• _Exercise details_
Working from the line that contains "For the scouting record, return for every instance of the dark" down to the last line below, repeat each line exactly.

(A block of data)
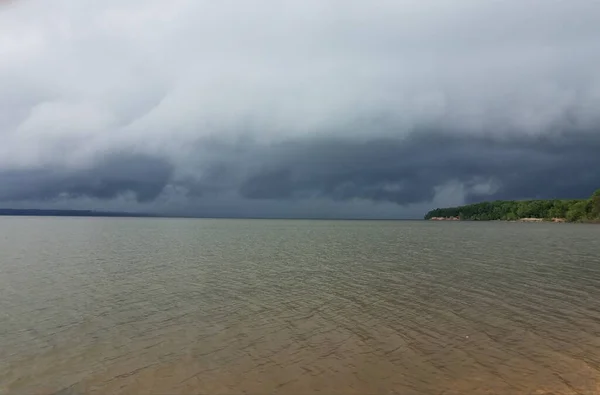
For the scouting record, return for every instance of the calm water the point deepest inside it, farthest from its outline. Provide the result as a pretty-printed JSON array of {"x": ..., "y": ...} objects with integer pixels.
[{"x": 140, "y": 306}]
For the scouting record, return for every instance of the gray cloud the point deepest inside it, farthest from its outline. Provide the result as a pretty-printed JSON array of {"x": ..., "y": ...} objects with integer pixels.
[{"x": 334, "y": 107}]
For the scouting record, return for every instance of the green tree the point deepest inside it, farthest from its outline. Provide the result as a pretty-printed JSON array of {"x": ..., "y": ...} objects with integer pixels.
[
  {"x": 595, "y": 205},
  {"x": 577, "y": 212}
]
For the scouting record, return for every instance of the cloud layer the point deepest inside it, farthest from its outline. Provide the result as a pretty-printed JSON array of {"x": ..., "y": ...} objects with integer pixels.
[{"x": 318, "y": 108}]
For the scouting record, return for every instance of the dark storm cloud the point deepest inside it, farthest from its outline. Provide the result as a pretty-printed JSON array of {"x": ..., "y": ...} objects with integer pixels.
[
  {"x": 113, "y": 176},
  {"x": 410, "y": 170},
  {"x": 335, "y": 107}
]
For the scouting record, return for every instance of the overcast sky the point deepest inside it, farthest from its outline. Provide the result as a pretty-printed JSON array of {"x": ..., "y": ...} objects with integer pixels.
[{"x": 318, "y": 108}]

• _Full solution_
For the scouting record, return for every instance of the dark storm cloud the point deepest inside it, farthest from its outline. Provide the result as a pretty-printed JSON array of {"x": ..., "y": ...} objects with integer pixels.
[
  {"x": 113, "y": 176},
  {"x": 410, "y": 170},
  {"x": 335, "y": 107}
]
For the scouting record, return for every instance of the overcast sky the point deepest inside it, farthest from its outline. Provide the result as a pretty-printed JSON array of {"x": ..., "y": ...} objects with integer pixels.
[{"x": 318, "y": 108}]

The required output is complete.